SOURCE TEXT:
Sec. 34(1) of the constitution of the Federal
Republic of Nigeria 1999 as amended, states that:
‘every individual is entitled to respect for
the dignity of his person, and accordingly;
(a) no
person shall be subjected to torture or to inhuman or degrading treatment.’
Human dignity is inviolable and it must be
respected and protected. There is right to dignity which an accused is entitled
to before the trial particularly at the police custody shortly when he is
arrested. There is another right to dignity to be enjoyed by the accused at the
prison after trial if he is convicted and sentenced to imprisonment.
The police however, has the power to arrest
especially when on a commission of an offence or upon reasonable believe that
an offence is about to be committed. Yet the fact still remains that such
arrest must be in compliance with the provision of the constitution. A suspect
must be treated with utmost respect and dignity. He must not be handcuffed or
leg-chained or be in an unnecessary restrains except where there is a
reasonable apprehension of violence or of an attempt to escape. He may be
restrained if it is considered necessary for his safety. The arresting officer
is however expected to take suspect to a police station upon arresting as to facilitate
quick access to justice but this provision is often breached than complied to
by the Nigerian police.
The constitution however went ahead to state
what will not amount to force labour which includes:
(a)any labour required in consequence of the sentence or order of the
court;[9]
(b) any labour required of member
of a police armed force of the federation or the Nigerian Police force in
pursuance of their duties as such;[10]
(c)in the case of a person who has conscientious objection to service in
the armed forces of the federation, any
labour required instead of such services;[11]
(d)any labour required which is reasonably necessary in the event of any
emergency, or calamity threatening the life or well-being of the community;[12]
(e) any labour or service that form part of ;[13]
(f) normal communal or other civil obligation for the well-being of the
community;[14]
(g) such compulsory national service in the armed forces of the
federation as may be prescribed by an act of the national assembly;[15]
(h) such compulsory national service which part of education and
training of the citizens of Nigeria as may be prescribed by an act of the
national assembly;[16]
Right to personal
liberty[17]
Sec. 35 of the constitution
of the federal republic of Nigeria, 1999 as amended guarantees the right to
personal liberty and provides that every person shall be entitled to his
personal liberty.

AIM A: Copy the passage on Nigerian constitutional rights word for word, starting with "The police however, has" and going on through "the Nigerian police.".

RECORDS FOR THE EXERCISE:

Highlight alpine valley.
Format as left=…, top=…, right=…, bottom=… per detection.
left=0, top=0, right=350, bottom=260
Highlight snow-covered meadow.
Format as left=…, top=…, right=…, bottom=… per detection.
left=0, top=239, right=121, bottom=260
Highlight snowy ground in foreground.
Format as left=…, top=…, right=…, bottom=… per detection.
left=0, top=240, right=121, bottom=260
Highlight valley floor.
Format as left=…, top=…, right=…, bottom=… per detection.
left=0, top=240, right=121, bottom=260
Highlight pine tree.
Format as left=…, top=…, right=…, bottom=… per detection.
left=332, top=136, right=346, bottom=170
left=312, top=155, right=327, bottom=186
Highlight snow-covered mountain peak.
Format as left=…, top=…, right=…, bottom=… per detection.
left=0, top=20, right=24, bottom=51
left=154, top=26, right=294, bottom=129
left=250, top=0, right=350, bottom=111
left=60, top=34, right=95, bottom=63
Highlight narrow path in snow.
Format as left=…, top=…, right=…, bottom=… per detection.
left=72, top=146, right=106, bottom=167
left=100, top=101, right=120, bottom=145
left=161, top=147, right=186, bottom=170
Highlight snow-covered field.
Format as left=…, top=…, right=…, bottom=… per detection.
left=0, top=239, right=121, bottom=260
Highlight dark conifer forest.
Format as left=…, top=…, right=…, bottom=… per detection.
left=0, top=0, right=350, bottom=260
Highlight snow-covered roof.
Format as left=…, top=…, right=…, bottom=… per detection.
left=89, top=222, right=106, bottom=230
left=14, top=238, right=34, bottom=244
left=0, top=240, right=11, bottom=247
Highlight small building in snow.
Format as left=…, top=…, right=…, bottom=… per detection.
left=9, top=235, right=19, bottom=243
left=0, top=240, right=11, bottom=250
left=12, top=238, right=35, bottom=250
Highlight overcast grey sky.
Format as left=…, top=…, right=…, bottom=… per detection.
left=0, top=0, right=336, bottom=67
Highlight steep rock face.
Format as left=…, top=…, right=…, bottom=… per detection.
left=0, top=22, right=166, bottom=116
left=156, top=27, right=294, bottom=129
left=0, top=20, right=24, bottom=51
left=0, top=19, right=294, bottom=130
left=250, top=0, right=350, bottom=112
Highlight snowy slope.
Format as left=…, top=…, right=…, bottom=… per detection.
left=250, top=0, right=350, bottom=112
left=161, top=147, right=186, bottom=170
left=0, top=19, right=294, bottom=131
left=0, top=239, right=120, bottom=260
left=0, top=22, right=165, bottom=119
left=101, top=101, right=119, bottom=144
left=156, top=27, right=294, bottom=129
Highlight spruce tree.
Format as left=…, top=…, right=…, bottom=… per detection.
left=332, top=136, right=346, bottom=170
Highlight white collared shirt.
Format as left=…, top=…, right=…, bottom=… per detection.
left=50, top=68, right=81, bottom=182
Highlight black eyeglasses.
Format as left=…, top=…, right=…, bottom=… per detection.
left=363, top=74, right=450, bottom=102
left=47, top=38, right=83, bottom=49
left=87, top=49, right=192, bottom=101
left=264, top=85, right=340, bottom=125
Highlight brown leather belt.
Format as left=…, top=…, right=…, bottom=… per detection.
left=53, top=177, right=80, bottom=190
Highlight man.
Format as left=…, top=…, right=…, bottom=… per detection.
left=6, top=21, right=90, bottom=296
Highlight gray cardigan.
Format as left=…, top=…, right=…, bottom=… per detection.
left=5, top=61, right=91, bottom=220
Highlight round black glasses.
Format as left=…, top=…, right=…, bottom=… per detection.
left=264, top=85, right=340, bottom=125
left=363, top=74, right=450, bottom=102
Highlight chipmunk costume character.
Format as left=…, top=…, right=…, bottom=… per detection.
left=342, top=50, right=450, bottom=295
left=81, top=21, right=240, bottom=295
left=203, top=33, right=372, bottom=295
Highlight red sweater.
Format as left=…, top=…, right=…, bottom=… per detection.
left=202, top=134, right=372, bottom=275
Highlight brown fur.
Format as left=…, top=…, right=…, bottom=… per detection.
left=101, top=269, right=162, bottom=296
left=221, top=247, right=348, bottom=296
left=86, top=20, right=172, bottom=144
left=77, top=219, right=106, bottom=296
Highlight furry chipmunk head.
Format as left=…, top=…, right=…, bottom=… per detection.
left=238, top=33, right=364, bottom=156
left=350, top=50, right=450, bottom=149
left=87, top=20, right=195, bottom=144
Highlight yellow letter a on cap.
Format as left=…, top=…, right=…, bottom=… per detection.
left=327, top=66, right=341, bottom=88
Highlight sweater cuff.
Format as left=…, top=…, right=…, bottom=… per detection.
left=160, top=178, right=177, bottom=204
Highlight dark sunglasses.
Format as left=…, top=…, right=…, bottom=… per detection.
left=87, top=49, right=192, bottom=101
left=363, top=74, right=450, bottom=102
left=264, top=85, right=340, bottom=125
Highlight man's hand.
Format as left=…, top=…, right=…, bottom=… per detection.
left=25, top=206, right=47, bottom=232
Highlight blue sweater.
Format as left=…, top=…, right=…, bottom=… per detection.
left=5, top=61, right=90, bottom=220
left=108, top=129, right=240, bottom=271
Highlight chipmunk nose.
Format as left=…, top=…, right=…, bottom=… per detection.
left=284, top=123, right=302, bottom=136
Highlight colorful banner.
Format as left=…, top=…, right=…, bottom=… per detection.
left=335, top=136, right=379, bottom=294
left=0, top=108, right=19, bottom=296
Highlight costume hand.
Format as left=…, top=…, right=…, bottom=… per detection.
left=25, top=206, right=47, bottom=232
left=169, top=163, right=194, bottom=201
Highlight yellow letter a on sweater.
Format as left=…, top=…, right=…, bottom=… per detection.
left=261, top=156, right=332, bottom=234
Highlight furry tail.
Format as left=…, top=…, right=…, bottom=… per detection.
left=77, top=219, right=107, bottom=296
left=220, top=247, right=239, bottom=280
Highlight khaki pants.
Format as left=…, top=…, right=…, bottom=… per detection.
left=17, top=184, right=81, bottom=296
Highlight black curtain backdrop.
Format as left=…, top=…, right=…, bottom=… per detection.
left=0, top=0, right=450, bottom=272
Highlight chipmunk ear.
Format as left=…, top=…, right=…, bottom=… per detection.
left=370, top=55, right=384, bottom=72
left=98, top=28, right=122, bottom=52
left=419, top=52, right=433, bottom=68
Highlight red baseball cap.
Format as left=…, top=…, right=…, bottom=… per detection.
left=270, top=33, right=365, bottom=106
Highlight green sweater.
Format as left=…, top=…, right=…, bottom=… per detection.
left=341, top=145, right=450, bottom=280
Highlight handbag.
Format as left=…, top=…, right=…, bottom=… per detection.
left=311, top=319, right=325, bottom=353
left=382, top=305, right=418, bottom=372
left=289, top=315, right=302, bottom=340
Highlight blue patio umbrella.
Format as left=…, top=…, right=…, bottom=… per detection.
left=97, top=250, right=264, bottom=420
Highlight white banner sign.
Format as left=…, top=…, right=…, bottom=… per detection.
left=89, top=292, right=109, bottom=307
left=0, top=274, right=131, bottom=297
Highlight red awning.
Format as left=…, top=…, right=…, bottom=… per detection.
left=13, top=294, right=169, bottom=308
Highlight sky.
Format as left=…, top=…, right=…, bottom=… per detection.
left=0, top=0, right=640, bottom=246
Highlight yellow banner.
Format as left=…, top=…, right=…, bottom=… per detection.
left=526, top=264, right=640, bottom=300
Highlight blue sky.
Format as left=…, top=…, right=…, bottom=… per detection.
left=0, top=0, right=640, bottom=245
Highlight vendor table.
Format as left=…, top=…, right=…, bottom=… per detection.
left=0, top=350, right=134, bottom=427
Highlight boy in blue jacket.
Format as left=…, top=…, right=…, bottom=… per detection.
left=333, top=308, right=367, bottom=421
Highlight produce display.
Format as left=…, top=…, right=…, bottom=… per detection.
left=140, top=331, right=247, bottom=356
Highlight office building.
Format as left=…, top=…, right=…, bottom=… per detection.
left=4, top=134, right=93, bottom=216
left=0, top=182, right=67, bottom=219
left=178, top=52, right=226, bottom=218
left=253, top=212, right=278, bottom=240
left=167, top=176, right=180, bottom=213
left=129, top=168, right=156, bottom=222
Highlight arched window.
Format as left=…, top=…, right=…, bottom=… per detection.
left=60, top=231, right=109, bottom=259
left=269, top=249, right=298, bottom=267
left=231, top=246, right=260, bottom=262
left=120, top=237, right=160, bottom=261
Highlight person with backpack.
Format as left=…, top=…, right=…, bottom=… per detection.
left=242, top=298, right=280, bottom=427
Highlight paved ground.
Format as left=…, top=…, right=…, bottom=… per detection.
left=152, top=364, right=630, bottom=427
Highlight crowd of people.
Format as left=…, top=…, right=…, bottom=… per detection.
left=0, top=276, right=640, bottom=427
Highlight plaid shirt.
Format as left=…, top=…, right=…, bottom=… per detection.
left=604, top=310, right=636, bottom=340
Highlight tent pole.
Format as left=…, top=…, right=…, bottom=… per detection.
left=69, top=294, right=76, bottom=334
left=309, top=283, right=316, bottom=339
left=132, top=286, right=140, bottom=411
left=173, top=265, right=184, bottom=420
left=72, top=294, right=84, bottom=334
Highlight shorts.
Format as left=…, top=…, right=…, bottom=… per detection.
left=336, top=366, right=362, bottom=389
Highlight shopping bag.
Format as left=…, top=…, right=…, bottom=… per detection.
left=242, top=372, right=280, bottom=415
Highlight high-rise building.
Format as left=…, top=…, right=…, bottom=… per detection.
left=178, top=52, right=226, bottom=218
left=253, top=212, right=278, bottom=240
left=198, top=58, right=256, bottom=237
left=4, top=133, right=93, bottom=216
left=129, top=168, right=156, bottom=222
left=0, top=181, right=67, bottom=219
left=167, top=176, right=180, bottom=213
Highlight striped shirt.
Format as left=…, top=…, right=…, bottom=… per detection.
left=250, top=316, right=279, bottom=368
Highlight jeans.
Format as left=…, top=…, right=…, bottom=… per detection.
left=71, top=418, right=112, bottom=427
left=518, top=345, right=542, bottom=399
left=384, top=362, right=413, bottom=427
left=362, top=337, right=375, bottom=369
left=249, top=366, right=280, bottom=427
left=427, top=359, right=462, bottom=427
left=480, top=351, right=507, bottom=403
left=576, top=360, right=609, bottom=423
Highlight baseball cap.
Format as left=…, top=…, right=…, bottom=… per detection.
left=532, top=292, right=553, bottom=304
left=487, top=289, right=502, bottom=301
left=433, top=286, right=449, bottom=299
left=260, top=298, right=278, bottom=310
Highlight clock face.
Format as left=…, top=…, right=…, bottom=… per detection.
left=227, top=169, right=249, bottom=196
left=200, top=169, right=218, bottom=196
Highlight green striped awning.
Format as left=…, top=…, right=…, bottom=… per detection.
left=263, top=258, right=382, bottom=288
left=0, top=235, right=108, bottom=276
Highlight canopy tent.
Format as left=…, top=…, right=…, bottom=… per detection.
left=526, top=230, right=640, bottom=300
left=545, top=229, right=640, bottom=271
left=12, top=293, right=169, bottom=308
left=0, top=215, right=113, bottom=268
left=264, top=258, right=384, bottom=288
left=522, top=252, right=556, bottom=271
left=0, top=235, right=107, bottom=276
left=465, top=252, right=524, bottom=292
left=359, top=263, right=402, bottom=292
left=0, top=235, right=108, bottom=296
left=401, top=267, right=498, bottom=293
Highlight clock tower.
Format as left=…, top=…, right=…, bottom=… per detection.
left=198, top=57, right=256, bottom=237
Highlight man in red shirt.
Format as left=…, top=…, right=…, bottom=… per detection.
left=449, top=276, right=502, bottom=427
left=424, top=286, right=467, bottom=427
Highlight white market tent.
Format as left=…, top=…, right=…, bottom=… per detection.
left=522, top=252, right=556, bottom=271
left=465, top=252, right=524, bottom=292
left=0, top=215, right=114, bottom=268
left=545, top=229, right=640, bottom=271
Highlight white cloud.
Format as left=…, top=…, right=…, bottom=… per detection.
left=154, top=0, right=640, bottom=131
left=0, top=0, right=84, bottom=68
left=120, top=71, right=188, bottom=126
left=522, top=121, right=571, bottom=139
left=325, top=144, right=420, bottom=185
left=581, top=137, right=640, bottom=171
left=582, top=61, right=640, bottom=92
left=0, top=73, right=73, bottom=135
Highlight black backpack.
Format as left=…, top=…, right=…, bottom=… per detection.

AIM B: Shift every bounding-box coordinate up by 5 in the listing, starting with the line with "Highlight chipmunk costume character." and going on through the line with "left=0, top=108, right=19, bottom=296". Reproduce each line in that span, including those without coordinates, and give only those lines.

CORRECT RESPONSE A:
The police however, has the power to arrest
especially when on a commission of an offence or upon reasonable believe that
an offence is about to be committed. Yet the fact still remains that such
arrest must be in compliance with the provision of the constitution. A suspect
must be treated with utmost respect and dignity. He must not be handcuffed or
leg-chained or be in an unnecessary restrains except where there is a
reasonable apprehension of violence or of an attempt to escape. He may be
restrained if it is considered necessary for his safety. The arresting officer
is however expected to take suspect to a police station upon arresting as to facilitate
quick access to justice but this provision is often breached than complied to
by the Nigerian police.

CORRECT RESPONSE B:
Highlight chipmunk costume character.
Format as left=…, top=…, right=…, bottom=… per detection.
left=347, top=55, right=455, bottom=300
left=86, top=26, right=245, bottom=300
left=208, top=38, right=377, bottom=300
Highlight red sweater.
Format as left=…, top=…, right=…, bottom=… per detection.
left=207, top=139, right=377, bottom=280
Highlight brown fur.
Format as left=…, top=…, right=…, bottom=… per detection.
left=106, top=274, right=167, bottom=301
left=226, top=252, right=353, bottom=301
left=91, top=25, right=177, bottom=149
left=82, top=224, right=111, bottom=301
Highlight furry chipmunk head.
Format as left=…, top=…, right=…, bottom=… per detection.
left=243, top=38, right=369, bottom=161
left=355, top=55, right=455, bottom=154
left=92, top=25, right=200, bottom=149
Highlight yellow letter a on cap.
Format as left=…, top=…, right=…, bottom=… per detection.
left=332, top=71, right=346, bottom=93
Highlight sweater cuff.
Format as left=…, top=…, right=…, bottom=… per detection.
left=165, top=183, right=182, bottom=209
Highlight dark sunglasses.
Format as left=…, top=…, right=…, bottom=… per detection.
left=92, top=54, right=197, bottom=106
left=368, top=79, right=455, bottom=107
left=269, top=90, right=345, bottom=130
Highlight man's hand.
Format as left=…, top=…, right=…, bottom=… per detection.
left=30, top=211, right=52, bottom=237
Highlight blue sweater.
Format as left=…, top=…, right=…, bottom=… per detection.
left=10, top=66, right=95, bottom=225
left=113, top=134, right=245, bottom=276
Highlight chipmunk nose.
Format as left=…, top=…, right=…, bottom=… per detection.
left=289, top=128, right=307, bottom=141
Highlight colorful banner.
Format as left=…, top=…, right=…, bottom=… per detection.
left=340, top=141, right=384, bottom=299
left=5, top=113, right=24, bottom=301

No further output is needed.